- **Dokumenttext**

BAG-SIGN; Be Aware of the Grammars of Sign Languages. Resources for Teachers and Pupils.

Kategorie Projekt

Ausgangslage und Ziele

Ziel des Projektes ist die internationale und partizipative Entwicklung einer webbasierten pädagogischen Grammatik (PG) für fünf Europäische Gebärdensprachen (DSGS, DGS, ÖGS, LIS, LSF) für gebärdensprachbenutzende Lehrkräfte im gebärdensprachlichen Unterricht mit hörbeeinträchtigten und hörenden Schüler:innen. Damit können Sprachstrukturen erklärt und geübt werden, die gerade bei Hörbehinderten eine Basis für gelingende Kommunikation und Partizipation bilden.

Durch die PG soll eine Erweiterung der pädagogisch-didaktischen sowie linguistischen Kompetenzen der Lehrkräfte gewährleistet und die Qualität des GS-Unterrichts verbessert werden.

Projektleitung

Mireille Audeoud Titel Dr. phil.

Funktion

Senior Researcher

Fakten

  • Dauer
    12.2022
    04.2026
  • Neue Projektnummer
    4_54

Projektteam

Ausgangslage

Die Sprachkompetenzen in Schrift-/Laut- oder/und Gebärdensprache sind bei hörbehinderten (hb) Kindern in der Regel nicht gleich gut entwickelt wie die Sprachkompetenzen hörender (hör) Peers (Erbasi, Hickson & Scarinci, 2017). Hb Kinder wachsen i.d.R. aufgrund der Hörbehinderung mit einem eingeschränkten Zugang zur gesprochenen Mehrheitssprache als Erstsprache auf. Der Zugang zu einer Gebärdensprache (GS) als Erstsprache ist oft ebenfalls eingeschränkt oder verzögert, da in über 90% der Fälle die Eltern hörend sind (Mitchell & Karchmer, 2004). Eltern müssten GS erst selbst lernen und die Förderung von GS sowohl in der Frühförderung als auch in der Schule in Europa ist immer noch nicht fest etabliert (Becker et al., 2017).

Der eingeschränkte Zugang zu einer GS und zu einer Lautsprache kann zu weitreichend negativen Konsequenzen in der sozial-emotionalen und kognitiven Entwicklung hb Kinder führen (Hall, Levin & Anderson, 2017; Marschark & Spencer, 2010). Hb Menschen sind deshalb beim Erreichen von höheren Bildungsabschlüssen und beim Zugang zum Arbeitsmarkt benachteiligt. GS-Kompetenzen sind für ihre Entwicklung und Teilhabe von zentraler Bedeutung.

Jedoch verwenden immer mehr Zentren für Hören und Sprache in Europa Gebärdensprache (GS) als Unterrichtssprache, als Lernziel oder eigenes Fach (siehe Ergebnisse des HfH-Erasmusprojektes «De-Sign Bilingual»). Einige wenige Länder verfügen über einen Gebärdensprachlehrplan und publizierte Lehrmittel. Nun hat auch die Schweiz einen solchen Lehrplan entwickelt (Link zum Fachlehrplan Deutschschweizerische Gebärdensprache).

- **Auftrag 1**
Überarbeite den Abschnitt der Projektbeschreibung zu BAG-SIGN, beginnend mit "BAG-SIGN; Be Aware" und fortlaufend bis "GS-Unterrichts verbessert werden.", und setze darin "Lehrpersonen" an die Stelle von "Lehrkräfte".
- **Auftrag 2**
Für wie viele Gebärdensprachen soll laut der Projektbeschreibung zu BAG-SIGN die pädagogische Grammatik entwickelt werden?

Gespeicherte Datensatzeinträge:
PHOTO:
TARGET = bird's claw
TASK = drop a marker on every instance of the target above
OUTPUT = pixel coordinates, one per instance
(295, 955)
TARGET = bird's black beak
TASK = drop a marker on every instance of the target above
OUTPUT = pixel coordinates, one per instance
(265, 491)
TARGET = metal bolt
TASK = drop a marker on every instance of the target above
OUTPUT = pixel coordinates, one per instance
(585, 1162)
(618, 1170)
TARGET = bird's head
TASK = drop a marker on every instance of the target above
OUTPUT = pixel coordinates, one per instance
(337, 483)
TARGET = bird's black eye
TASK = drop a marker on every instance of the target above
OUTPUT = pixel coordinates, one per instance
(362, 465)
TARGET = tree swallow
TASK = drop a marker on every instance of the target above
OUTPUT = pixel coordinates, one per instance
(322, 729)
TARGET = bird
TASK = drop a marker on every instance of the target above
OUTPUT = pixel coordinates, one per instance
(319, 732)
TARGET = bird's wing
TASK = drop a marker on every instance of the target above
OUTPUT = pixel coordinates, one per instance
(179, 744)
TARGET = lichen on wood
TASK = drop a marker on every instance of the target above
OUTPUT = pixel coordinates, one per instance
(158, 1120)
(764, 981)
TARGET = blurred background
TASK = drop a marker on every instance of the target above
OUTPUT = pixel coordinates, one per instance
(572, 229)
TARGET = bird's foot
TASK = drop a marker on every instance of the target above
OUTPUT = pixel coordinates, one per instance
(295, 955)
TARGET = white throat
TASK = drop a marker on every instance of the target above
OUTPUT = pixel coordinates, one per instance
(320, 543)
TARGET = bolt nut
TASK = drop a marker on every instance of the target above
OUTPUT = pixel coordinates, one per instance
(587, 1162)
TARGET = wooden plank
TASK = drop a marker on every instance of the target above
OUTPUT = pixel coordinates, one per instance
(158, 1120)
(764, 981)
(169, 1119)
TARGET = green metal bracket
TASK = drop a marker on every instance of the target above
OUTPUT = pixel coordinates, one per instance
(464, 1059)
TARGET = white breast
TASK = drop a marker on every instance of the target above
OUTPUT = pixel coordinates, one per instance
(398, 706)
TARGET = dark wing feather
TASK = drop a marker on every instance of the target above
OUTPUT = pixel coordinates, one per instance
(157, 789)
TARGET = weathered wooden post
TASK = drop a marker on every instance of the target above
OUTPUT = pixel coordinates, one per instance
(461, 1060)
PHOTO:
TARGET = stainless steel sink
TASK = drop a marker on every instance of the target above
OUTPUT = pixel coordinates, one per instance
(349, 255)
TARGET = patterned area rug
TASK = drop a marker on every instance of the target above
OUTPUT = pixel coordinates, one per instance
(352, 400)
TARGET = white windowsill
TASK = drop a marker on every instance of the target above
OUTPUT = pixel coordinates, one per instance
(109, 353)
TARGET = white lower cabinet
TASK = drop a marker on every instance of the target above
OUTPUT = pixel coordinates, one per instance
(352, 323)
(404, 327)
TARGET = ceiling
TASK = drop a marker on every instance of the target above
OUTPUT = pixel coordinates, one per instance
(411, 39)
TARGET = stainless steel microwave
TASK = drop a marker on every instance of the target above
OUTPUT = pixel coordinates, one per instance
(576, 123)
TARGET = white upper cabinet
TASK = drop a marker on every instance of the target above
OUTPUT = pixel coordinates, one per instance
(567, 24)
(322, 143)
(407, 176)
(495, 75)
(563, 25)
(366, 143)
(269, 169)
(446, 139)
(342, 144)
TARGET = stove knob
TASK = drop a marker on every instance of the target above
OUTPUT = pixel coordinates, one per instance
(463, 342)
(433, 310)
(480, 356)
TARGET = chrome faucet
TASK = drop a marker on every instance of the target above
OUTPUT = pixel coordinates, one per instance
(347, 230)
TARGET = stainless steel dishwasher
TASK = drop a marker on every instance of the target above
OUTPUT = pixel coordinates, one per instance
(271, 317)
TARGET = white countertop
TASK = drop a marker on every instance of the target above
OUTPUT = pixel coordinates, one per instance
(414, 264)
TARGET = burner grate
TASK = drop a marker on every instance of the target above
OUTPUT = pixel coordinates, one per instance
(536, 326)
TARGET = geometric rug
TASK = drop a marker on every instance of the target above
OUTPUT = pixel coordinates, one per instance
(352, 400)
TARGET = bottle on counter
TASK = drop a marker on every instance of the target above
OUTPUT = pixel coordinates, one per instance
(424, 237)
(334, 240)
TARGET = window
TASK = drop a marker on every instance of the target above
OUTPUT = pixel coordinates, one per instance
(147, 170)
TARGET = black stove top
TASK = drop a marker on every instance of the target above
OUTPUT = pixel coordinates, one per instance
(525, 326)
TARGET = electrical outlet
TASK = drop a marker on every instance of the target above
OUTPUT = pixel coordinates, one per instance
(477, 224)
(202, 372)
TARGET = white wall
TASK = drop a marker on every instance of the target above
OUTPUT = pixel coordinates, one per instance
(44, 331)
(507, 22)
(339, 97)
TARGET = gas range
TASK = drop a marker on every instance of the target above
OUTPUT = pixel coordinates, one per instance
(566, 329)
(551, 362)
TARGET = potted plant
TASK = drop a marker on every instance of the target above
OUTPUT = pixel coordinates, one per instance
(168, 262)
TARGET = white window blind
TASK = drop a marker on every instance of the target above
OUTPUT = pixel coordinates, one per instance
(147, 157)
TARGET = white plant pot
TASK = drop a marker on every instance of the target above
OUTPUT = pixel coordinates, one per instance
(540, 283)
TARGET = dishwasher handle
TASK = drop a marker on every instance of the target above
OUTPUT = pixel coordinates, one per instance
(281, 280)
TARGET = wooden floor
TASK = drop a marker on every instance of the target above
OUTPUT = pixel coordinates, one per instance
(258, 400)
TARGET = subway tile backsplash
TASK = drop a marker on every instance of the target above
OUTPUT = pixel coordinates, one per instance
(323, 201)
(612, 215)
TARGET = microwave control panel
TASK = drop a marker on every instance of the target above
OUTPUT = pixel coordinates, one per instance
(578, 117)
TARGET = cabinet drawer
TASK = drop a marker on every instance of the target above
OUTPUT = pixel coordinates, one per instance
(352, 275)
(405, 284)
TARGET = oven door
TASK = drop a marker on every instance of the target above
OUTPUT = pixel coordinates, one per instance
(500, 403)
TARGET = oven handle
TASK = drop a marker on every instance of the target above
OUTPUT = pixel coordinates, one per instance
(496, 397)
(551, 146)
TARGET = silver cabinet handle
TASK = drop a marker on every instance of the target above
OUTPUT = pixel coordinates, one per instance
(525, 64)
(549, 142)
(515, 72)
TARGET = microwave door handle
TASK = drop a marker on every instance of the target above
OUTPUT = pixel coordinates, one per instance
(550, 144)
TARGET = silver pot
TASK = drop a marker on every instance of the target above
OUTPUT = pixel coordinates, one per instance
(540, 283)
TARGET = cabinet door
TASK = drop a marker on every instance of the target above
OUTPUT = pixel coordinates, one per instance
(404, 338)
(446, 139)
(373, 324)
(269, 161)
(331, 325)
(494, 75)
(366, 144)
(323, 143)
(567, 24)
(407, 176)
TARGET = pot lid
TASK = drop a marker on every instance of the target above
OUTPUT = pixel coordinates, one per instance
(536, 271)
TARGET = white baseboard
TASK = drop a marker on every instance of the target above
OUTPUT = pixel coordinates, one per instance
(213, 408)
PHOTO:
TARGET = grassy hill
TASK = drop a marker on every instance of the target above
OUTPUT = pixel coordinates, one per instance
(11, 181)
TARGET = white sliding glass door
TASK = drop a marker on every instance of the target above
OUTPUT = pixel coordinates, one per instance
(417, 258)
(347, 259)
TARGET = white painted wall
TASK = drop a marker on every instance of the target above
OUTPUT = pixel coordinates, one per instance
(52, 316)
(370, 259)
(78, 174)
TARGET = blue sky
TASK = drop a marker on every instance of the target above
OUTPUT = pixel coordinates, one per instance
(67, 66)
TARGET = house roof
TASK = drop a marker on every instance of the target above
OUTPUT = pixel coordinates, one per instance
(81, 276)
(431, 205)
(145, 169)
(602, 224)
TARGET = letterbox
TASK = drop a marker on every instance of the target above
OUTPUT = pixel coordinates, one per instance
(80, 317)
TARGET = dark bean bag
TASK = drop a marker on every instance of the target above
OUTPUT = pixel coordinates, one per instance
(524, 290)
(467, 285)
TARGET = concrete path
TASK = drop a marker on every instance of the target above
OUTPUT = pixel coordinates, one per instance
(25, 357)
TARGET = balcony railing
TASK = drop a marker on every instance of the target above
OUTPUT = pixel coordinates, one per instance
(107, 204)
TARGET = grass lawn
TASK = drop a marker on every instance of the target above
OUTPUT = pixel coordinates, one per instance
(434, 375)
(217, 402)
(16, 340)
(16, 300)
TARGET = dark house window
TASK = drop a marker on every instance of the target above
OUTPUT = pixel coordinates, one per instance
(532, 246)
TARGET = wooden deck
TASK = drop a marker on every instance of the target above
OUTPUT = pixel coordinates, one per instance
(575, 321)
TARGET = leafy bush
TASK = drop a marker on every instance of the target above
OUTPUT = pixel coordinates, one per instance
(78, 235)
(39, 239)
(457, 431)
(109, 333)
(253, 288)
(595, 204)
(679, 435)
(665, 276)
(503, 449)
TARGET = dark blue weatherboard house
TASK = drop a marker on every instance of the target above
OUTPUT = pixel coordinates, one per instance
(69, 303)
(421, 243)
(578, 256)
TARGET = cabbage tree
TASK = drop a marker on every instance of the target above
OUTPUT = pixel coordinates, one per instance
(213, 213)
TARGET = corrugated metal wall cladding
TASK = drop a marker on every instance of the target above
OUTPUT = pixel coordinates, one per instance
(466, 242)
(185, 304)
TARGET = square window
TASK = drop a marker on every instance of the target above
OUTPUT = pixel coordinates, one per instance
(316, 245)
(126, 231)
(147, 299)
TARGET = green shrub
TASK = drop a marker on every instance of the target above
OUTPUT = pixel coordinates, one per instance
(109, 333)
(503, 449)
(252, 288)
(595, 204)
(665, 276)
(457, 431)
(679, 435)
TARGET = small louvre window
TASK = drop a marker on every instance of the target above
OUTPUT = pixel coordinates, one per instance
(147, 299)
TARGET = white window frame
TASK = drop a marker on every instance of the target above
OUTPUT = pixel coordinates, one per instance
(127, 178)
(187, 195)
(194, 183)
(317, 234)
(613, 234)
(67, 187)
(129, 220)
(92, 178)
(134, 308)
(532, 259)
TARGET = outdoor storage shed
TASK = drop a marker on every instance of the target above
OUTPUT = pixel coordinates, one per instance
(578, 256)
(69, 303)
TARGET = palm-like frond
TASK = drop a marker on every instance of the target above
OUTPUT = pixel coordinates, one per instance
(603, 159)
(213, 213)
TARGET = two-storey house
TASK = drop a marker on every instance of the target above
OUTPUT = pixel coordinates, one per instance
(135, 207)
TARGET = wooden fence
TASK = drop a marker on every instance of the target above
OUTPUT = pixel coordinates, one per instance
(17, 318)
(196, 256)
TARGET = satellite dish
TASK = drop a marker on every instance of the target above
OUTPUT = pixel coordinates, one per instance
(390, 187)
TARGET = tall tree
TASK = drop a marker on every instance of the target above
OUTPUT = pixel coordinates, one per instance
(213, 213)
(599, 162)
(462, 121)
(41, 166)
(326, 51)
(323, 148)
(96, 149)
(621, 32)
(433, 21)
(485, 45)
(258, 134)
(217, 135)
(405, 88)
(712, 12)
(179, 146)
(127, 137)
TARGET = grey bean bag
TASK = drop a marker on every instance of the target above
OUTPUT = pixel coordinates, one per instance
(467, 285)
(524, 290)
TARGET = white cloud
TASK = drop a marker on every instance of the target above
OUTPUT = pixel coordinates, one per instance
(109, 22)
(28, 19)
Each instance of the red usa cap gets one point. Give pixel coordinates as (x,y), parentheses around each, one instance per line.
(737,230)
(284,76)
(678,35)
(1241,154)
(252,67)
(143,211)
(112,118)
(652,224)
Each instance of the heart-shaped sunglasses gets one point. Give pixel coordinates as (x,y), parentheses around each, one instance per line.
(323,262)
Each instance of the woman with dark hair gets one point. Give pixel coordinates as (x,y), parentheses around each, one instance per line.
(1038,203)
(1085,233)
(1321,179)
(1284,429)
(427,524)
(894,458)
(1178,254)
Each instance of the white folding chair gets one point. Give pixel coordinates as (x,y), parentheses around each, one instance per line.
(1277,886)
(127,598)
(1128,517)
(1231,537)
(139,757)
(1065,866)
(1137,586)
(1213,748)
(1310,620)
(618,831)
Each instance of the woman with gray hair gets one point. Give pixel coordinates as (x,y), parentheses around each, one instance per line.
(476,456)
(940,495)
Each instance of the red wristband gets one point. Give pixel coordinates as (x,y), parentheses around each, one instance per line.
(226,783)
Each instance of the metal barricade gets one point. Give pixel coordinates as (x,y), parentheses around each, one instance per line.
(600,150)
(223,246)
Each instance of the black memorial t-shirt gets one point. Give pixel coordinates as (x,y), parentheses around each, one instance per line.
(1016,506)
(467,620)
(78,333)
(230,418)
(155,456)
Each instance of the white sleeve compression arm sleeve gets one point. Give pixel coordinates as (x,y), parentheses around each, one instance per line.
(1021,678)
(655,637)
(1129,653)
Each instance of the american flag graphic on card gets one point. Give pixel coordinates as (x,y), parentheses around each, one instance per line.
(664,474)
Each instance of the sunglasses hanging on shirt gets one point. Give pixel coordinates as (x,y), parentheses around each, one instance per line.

- **Erwartete Ausgabe 1**
BAG-SIGN; Be Aware of the Grammars of Sign Languages. Resources for Teachers and Pupils.

Kategorie Projekt

Ausgangslage und Ziele

Ziel des Projektes ist die internationale und partizipative Entwicklung einer webbasierten pädagogischen Grammatik (PG) für fünf Europäische Gebärdensprachen (DSGS, DGS, ÖGS, LIS, LSF) für gebärdensprachbenutzende Lehrpersonen im gebärdensprachlichen Unterricht mit hörbeeinträchtigten und hörenden Schüler:innen. Damit können Sprachstrukturen erklärt und geübt werden, die gerade bei Hörbehinderten eine Basis für gelingende Kommunikation und Partizipation bilden.

Durch die PG soll eine Erweiterung der pädagogisch-didaktischen sowie linguistischen Kompetenzen der Lehrpersonen gewährleistet und die Qualität des GS-Unterrichts verbessert werden.

- **Erwartete Ausgabe 2**
Für fünf europäische Gebärdensprachen (DSGS, DGS, ÖGS, LIS, LSF).